__Written request__
Reproduce each of the following entries verbatim.

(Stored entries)
◇ ◇ ◇

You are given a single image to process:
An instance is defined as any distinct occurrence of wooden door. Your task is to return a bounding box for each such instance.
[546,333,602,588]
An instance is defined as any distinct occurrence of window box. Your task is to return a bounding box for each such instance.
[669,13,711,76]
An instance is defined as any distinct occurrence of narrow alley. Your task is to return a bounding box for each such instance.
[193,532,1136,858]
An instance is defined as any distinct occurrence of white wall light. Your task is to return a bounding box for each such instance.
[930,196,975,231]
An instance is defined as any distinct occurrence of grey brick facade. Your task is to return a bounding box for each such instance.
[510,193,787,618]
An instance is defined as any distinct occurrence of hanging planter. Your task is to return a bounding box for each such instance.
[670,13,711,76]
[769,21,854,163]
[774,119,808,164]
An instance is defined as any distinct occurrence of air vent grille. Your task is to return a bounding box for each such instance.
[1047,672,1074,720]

◇ ◇ ◇

__Full output__
You are given a single image to process:
An instance is defined as any distinct occurrence of wooden door. Your task is to return a bounding box for each such instance.
[546,333,602,588]
An instance is defined as any distinct occurrence of window box. Your task is to return a bounding box for each such instance.
[669,13,711,76]
An instance is defined as any distinct occurrence of narrow alley. Your task is to return a bounding box for each such instance.
[193,532,1136,858]
An instance is defined as any distinct occurrence of white wall light. Your task is to return a bounding box for each such instance.
[930,196,975,231]
An instance is defined as any distinct occurrence of grey brick facade. Your task is to return a bounding box for each such instance.
[510,193,787,618]
An instance is defined as any distinct occurrence of hanging planter. Your task is to return a bounding box for each such instance.
[670,13,711,76]
[769,21,854,163]
[774,119,808,164]
An instance is defined as any distinct occurrence of air vent grille. Your task is to return a bounding box for each such instance.
[1047,672,1074,720]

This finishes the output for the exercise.